Excerpt:
· · ·

Physical Deployment & Operational Requirements
Summary
The layers described so far (presentation, business and database) are simply
a convenient way to describe the logical grouping of related components. They
are conceptual rather than physical divisions. How you deploy the actual DLLs
into tiers is driven by how the layers interact with each other and the
different requirements they have in terms of security, operations, and
communication. How you deploy applications depends on many factors such as the
kind of the application being deployed (ASP.NET vs. Windows Forms), the user
base of the application, scalability, performance requirements, organizational
policies, and other factors. In general, a number of physical deployment
patterns can be identified for specific kinds of applications, especially
Internet-base applications.
Physical tiers represent the physical division between the components of your
application, and may or may not map directly to the logical tiers or layers used
to abstract the different kinds of functionality in the application. Physical
tiers may be separated by firewalls or other security boundaries to create
different units of security context. There are two main families of physical
tiers - farms and clusters. A farm consists of identically configured and
extendable set of servers sharing the workload, whereas a clusters is a
specialized set of servers designed to handle failures of individual servers
gracefully.
In general, a number of common infrastructure deployment blocks can be found
in many application deployment environments:
A web-farm is a load-balanced set of web servers. A number of technologies
can be used to implement load-balancing solutions including hardware solutions
(Cisco, Nortel switches and routers), and software solutions such as NLB which
is a feature of Windows Servers. In either case, the principle is the same: a
user makes a request, and the request is services by one of the available
servers, and if one server fails, the load-balancing solution (whether hardware
of software) will remove the failed server from the list of available servers.
Load-balancing can achieve high scalability and availability when incoming
requests have no affinity to any server, i.e., requests can be serviced by any
server.
Consider the following issues when designing web-based solutions that will be
deployed in a web-farm:
- Session State
ASP.NET solutions can be configured to store session data out-of-process on
a remote IIS server, or in a database.
- View State
View state is used in ASP.NET to maintain UI consistency between post-back
requests. View state is implemented as a hidden form field and can be
secured using encryption. In a web-farm environment, this requires
consistency between settings in the machine.config file on each server in
the farm.
- SSL Communication
If you are using SSL to encrypt communication between the client and the web
farm, you need to ensure that affinity is maintained between the client
and the particular web server with which the client established an SSL
session. To maximize scalability and performance, you may choose to use a
separate farm for HTTPS connections, allowing you to balance HTTP requests
with no affinity, but maintain sticky sessions for HTTPS requests.
Application farms are similar to Web farms but they are used to load-balance
requests for business components across multiple application servers. If your
business components are designed to be stateless, you can implement
load-balancing using Windows Network Load Balancing (NLB) as each request can be
serviced by any of the identically configured servers in the farm.

· · ·

Set problem A: Rewrite the passage of the excerpt on physical deployment that opens with "- SSL Communication" and closes with "for HTTPS requests.", changing "affinity" to "stickiness" wherever it appears.
Set problem B: Lay out every line of the stored dataset items listing below as a numbered list, leaving out blank lines.

Stored dataset items
· · ·

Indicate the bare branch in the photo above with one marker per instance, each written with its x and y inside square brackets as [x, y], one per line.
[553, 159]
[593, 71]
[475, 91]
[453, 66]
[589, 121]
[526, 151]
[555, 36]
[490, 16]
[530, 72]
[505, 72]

· · ·

Answer A:
- SSL Communication
If you are using SSL to encrypt communication between the client and the web
farm, you need to ensure that stickiness is maintained between the client
and the particular web server with which the client established an SSL
session. To maximize scalability and performance, you may choose to use a
separate farm for HTTPS connections, allowing you to balance HTTP requests
with no stickiness, but maintain sticky sessions for HTTPS requests.

Answer B:
1. Indicate the bare branch in the photo above with one marker per instance, each written with its x and y inside square brackets as [x, y], one per line.
2. [553, 159]
3. [593, 71]
4. [475, 91]
5. [453, 66]
6. [589, 121]
7. [526, 151]
8. [555, 36]
9. [490, 16]
10. [530, 72]
11. [505, 72]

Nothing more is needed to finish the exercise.